[Start of RAW RECORDS]
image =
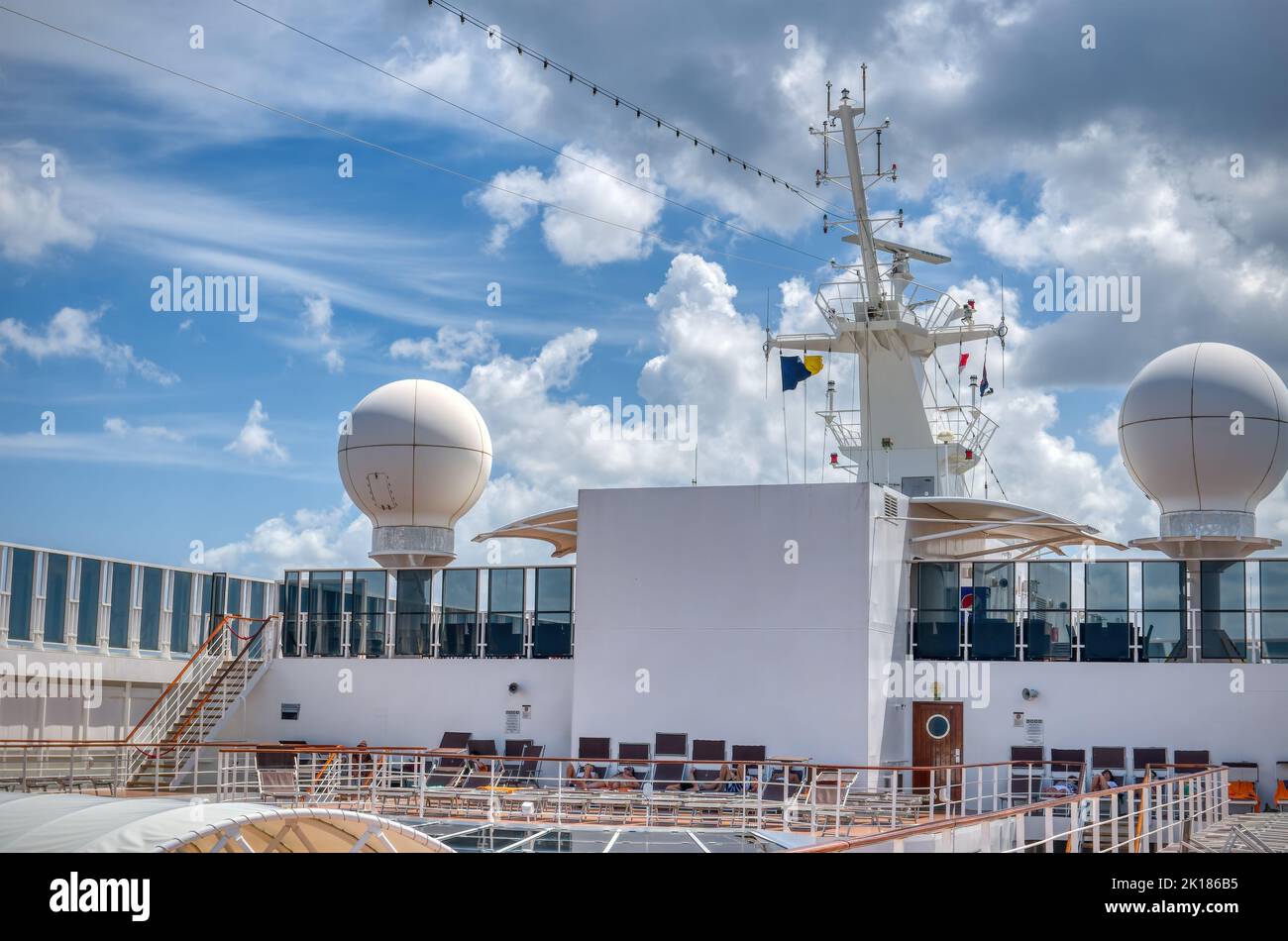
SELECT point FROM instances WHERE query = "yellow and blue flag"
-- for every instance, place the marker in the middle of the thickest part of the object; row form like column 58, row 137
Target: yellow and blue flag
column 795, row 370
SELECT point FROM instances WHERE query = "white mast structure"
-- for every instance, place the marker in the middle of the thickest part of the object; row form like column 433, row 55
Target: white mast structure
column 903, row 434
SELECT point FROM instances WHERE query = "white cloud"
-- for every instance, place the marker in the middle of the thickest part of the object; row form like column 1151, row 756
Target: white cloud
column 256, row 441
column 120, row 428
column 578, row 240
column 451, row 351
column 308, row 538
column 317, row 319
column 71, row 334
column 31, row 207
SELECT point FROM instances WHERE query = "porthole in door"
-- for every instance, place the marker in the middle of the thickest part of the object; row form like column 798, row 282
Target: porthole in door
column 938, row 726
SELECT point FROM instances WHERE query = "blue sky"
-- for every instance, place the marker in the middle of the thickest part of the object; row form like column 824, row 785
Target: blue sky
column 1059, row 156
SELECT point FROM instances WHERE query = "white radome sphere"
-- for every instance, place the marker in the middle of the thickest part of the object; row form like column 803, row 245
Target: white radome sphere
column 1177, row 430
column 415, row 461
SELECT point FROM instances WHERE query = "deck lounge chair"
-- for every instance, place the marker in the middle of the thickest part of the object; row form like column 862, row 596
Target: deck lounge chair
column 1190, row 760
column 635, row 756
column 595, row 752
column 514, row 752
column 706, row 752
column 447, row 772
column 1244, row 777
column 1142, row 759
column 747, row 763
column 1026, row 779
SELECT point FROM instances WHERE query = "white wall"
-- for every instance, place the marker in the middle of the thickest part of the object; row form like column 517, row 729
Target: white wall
[End of RAW RECORDS]
_WHAT YOU NEED TO DO_
Filter the records above, keeping every line that contains the word "porthole", and copy those lines in full.

_EXERCISE SOLUTION_
SELECT point FROM instances WHERE query = "porthole in door"
Target: porthole in door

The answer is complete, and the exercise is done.